[START ENTRIES PROVIDED]
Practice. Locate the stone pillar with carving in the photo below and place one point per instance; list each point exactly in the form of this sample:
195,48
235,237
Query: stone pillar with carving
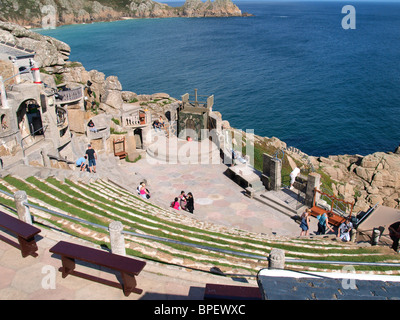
276,259
117,238
21,201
[END ENTRIES PROVIDED]
AIM
Write out the records again with "stone pillar with carving" replaced by "carved stone column" everywhere, and change nothing else. Leave out the pictures.

RESULT OF THIS EXERCISE
Practice. Locate the carved stone column in the photo below and place one point per instance; list each point exactly in the form of this sample:
195,48
235,237
Query: carved stone column
276,259
117,238
21,201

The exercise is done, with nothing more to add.